▶ _WHAT YOU NEED TO DO_
Could you transcribe the part of the text on U.S. immigration restrictions below that opens with the words containing "US participation in" and closes with "and nativist viewpoints."?

▶ _TEXT EXCERPT_
___

Black and white line drawing of Uncle Sam with a funnel restricting the flow of immigrants
A 1921 political cartoon portrays America’s new immigration quotas, influenced by popular anti-immigrant and nativist sentiment stemming from World War I conflict.

Library of Congress

US participation in World War I fanned the flames of anti-immigrant sentiment, despite the fact that many immigrants served with distinction in the US military. This time, the hostility was directed toward the southern and eastern Europeans that made up the wave of immigration occurring at the same time as the conflict. The geopolitical tensions that drew the United States into the war, combined with hostile depictions of our foreign foes through political cartoons and other media depictions, increased the popularity of isolationist and nativist viewpoints.

Anti-immigrant movements existed in the United States long before this. Nativist groups such as the Know-Nothing Party were active at the time of the first great wave of immigration in the mid-1800s. The first inspections of immigrants started in 1855 in response to the arrival of large numbers of Irish fleeing their homeland’s potato famine. America’s first big restriction on immigration, the Chinese Exclusion Act of 1882, came in reaction to the arrival of Chinese immigrants in the mid-1800s. The 1907 “Gentlemen’s Agreement” with Japan and the Immigration Act of 1917 further curtailed Asian immigration.

Immigration to the United States began to rebound following the conclusion of World War I. Among those leading the resurgence were refugees from the Russian Revolution, the Armenian genocide, and the collapse of the Italian economy. In the United States, however, demobilization led to increased competition for jobs and growing unemployment. Economic concerns combined with ethnic prejudice to end America’s “open door” immigration policy in the 1920s.

The Emergency Quota Act of 1921 established the nation’s first numerical limits on the number of immigrants who could enter the United States. The Immigration Act of 1924, also known as the National Origins Act, made the quotas stricter and permanent. These country-by-country limits were specifically designed to keep out “undesirable” ethnic groups and maintain America’s character as nation of northern and western European stock. The final quota figures were based on the ratio of different ethnic groups existing in America in 1890, before the second big wave of immigration by southern and eastern Europeans.

___

(Dataset entries)
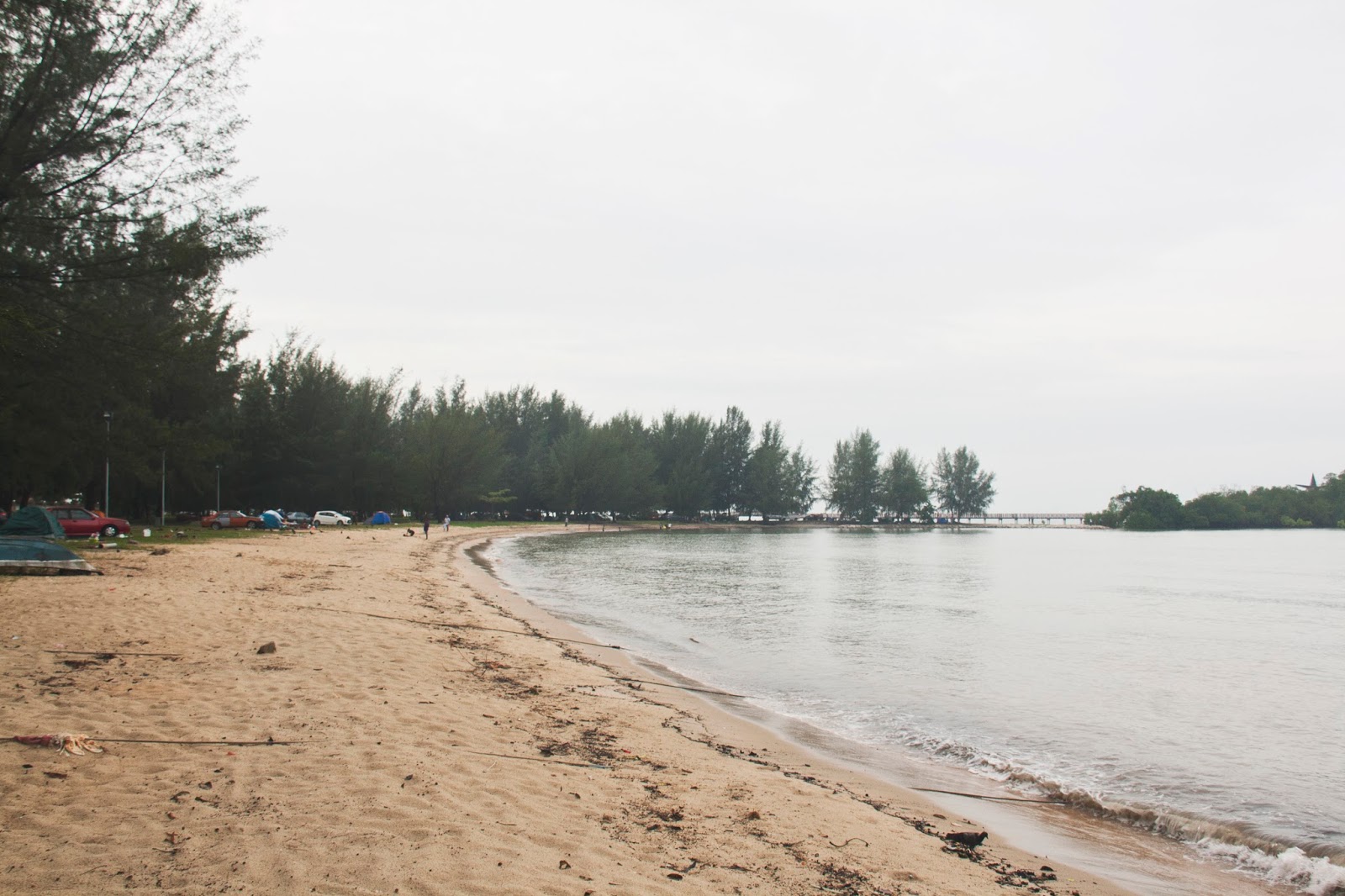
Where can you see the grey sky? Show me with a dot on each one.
(1100, 244)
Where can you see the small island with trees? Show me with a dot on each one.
(1311, 506)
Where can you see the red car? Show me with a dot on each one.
(77, 521)
(230, 519)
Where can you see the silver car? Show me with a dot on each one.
(330, 519)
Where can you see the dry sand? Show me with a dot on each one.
(425, 752)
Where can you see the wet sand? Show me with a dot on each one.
(417, 730)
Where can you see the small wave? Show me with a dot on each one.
(1311, 869)
(1313, 876)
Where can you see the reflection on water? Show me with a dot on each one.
(1185, 677)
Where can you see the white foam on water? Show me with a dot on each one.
(1293, 867)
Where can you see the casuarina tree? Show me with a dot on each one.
(958, 485)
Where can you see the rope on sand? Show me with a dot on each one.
(435, 625)
(108, 653)
(1001, 799)
(208, 743)
(537, 759)
(665, 683)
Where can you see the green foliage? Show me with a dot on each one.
(779, 482)
(959, 486)
(1266, 508)
(683, 450)
(118, 215)
(854, 481)
(905, 490)
(730, 452)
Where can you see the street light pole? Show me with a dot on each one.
(107, 467)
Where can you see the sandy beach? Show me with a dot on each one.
(416, 730)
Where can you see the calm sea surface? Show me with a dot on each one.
(1192, 683)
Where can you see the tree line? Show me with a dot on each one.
(1269, 508)
(120, 210)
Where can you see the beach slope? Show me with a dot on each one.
(414, 730)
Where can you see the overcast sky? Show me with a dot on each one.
(1100, 244)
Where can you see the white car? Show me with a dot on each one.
(330, 519)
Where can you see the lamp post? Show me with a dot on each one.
(107, 467)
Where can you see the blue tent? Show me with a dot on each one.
(40, 556)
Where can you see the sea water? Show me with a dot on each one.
(1188, 683)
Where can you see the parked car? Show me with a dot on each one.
(77, 521)
(230, 519)
(330, 519)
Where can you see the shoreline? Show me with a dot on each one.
(416, 730)
(1129, 855)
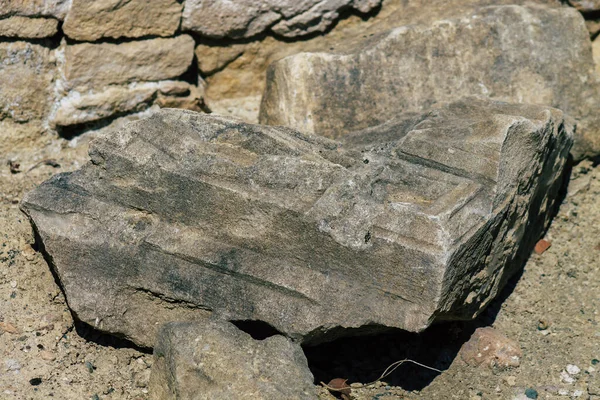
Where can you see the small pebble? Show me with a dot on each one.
(573, 369)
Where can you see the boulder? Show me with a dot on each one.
(248, 18)
(27, 72)
(91, 20)
(28, 28)
(525, 54)
(422, 218)
(89, 65)
(214, 360)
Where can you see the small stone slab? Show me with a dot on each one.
(214, 360)
(184, 215)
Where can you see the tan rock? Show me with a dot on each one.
(29, 28)
(30, 70)
(94, 19)
(585, 5)
(34, 8)
(491, 348)
(214, 58)
(77, 108)
(247, 18)
(98, 65)
(524, 54)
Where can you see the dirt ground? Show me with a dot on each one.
(551, 311)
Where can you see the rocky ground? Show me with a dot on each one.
(551, 311)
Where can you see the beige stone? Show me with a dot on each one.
(26, 81)
(77, 108)
(34, 8)
(244, 76)
(525, 54)
(97, 65)
(213, 58)
(94, 19)
(28, 28)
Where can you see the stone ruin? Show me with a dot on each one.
(393, 194)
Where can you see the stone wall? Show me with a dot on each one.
(69, 64)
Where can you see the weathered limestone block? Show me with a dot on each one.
(528, 54)
(91, 66)
(28, 28)
(27, 73)
(585, 5)
(214, 360)
(35, 8)
(247, 18)
(78, 108)
(92, 19)
(419, 219)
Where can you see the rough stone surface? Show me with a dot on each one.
(77, 108)
(214, 360)
(143, 60)
(26, 76)
(424, 217)
(93, 19)
(34, 8)
(585, 5)
(248, 18)
(29, 28)
(529, 54)
(491, 348)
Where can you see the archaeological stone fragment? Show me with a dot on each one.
(184, 215)
(90, 20)
(214, 360)
(247, 18)
(93, 65)
(524, 54)
(26, 81)
(28, 28)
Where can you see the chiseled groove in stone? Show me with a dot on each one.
(221, 270)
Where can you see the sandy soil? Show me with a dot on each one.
(44, 354)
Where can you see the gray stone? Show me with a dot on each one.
(35, 8)
(214, 360)
(422, 218)
(247, 18)
(524, 54)
(27, 73)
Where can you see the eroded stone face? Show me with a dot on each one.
(214, 360)
(92, 19)
(27, 72)
(247, 18)
(143, 60)
(29, 28)
(424, 217)
(528, 54)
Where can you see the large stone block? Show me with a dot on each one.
(214, 360)
(524, 54)
(419, 219)
(90, 65)
(92, 19)
(27, 72)
(247, 18)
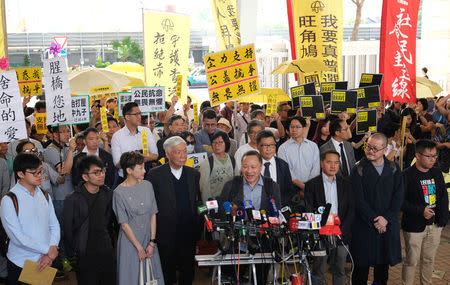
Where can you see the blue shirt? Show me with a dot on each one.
(303, 159)
(254, 194)
(330, 193)
(34, 230)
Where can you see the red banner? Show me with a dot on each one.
(398, 50)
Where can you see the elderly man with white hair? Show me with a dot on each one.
(177, 191)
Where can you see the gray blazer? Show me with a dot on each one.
(349, 152)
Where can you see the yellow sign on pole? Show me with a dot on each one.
(30, 81)
(195, 111)
(231, 74)
(318, 30)
(166, 50)
(226, 19)
(41, 123)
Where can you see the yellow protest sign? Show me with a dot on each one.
(179, 85)
(271, 104)
(318, 30)
(226, 19)
(195, 111)
(41, 123)
(30, 81)
(144, 142)
(104, 120)
(166, 50)
(231, 74)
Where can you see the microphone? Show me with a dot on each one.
(248, 208)
(273, 208)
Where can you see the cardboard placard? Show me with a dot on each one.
(369, 79)
(366, 121)
(344, 101)
(304, 89)
(368, 97)
(327, 87)
(312, 106)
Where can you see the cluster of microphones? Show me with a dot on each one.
(313, 233)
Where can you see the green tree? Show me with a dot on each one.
(128, 50)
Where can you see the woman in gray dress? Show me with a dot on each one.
(135, 207)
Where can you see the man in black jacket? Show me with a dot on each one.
(425, 213)
(88, 222)
(274, 167)
(92, 141)
(177, 194)
(334, 189)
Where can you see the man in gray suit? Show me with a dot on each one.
(340, 134)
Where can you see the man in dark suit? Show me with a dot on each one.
(177, 191)
(92, 141)
(340, 134)
(275, 167)
(336, 190)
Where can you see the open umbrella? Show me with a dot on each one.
(126, 67)
(308, 65)
(280, 96)
(423, 83)
(82, 81)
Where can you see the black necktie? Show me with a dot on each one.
(344, 161)
(266, 169)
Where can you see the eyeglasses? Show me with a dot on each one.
(98, 172)
(135, 114)
(36, 173)
(268, 145)
(430, 156)
(374, 149)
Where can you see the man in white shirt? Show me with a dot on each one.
(129, 138)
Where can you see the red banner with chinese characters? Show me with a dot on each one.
(398, 50)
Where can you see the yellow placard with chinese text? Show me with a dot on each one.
(318, 30)
(166, 51)
(144, 142)
(101, 89)
(195, 111)
(30, 81)
(231, 74)
(226, 19)
(41, 123)
(104, 120)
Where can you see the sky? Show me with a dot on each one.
(50, 16)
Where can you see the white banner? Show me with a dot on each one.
(57, 92)
(12, 119)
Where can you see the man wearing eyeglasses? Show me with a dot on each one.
(88, 222)
(378, 189)
(425, 213)
(129, 138)
(274, 167)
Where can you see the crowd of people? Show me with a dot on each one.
(114, 199)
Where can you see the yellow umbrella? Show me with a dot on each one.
(83, 82)
(433, 86)
(308, 65)
(126, 67)
(280, 96)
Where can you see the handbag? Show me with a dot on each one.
(150, 280)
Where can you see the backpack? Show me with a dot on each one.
(211, 162)
(4, 239)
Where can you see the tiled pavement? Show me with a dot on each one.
(441, 277)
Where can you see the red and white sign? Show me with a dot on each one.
(398, 50)
(61, 40)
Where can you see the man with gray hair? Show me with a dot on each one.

___

▶ _THE OUTPUT_
US participation in World War I fanned the flames of anti-immigrant sentiment, despite the fact that many immigrants served with distinction in the US military. This time, the hostility was directed toward the southern and eastern Europeans that made up the wave of immigration occurring at the same time as the conflict. The geopolitical tensions that drew the United States into the war, combined with hostile depictions of our foreign foes through political cartoons and other media depictions, increased the popularity of isolationist and nativist viewpoints.